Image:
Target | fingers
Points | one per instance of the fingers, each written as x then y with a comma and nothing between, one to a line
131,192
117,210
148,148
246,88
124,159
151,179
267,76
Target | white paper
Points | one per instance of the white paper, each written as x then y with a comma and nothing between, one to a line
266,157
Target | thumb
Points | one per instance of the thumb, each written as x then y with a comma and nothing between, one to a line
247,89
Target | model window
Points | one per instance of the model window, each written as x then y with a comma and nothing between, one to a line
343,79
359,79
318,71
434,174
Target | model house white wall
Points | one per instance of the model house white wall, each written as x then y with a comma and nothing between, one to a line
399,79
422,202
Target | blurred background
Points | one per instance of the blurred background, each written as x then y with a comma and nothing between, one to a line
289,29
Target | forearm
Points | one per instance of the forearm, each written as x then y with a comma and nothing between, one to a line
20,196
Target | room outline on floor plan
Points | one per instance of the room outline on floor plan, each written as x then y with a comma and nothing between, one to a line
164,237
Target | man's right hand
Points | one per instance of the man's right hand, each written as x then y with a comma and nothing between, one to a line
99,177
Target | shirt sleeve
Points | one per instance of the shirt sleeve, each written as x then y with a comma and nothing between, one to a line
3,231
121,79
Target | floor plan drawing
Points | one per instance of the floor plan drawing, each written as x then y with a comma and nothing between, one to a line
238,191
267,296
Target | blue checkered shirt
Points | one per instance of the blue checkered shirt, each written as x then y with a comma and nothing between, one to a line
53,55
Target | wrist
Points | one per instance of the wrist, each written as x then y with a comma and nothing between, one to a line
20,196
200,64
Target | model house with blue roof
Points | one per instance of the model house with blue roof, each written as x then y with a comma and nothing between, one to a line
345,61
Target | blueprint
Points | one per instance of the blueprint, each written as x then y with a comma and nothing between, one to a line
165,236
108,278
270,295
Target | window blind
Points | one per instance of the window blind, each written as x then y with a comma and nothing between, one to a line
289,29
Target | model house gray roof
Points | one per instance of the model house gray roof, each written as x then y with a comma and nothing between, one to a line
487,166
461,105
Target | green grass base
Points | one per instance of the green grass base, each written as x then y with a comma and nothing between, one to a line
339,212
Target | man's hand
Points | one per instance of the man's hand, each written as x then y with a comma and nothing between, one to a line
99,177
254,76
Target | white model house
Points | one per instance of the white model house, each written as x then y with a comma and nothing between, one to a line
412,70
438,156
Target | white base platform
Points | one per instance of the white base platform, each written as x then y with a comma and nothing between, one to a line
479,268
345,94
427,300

##############################

■ Problem statement
Repeat the lines from the one containing "Target | window blind" through the last line, replacing "green grass base" with "grassy base" and changing nothing else. Give only those lines.

■ Completed exercise
Target | window blind
Points | one per instance of the window blind, each written as x then y with a comma and nothing between, one to a line
289,29
Target | model house gray roof
Points | one per instance of the model house gray roof, each written as x then y with a comma and nothing between, one to a line
487,166
461,105
Target | grassy base
Points | one per instance of the grassy base, each written as x then y with a comma and nothing between, one to a line
339,212
Target | man's hand
Points | one per instance of the man's hand, each written as x then y with a comma and nothing between, one to a line
99,177
254,76
Target | white model house
Points | one per instance of the white model house, each written as x then y with a comma and nothing between, one to a line
412,70
438,156
Target | white base platform
Points | one per instance of the white base platform, each written as x then y with a comma and nothing between, one to a line
479,268
345,94
427,300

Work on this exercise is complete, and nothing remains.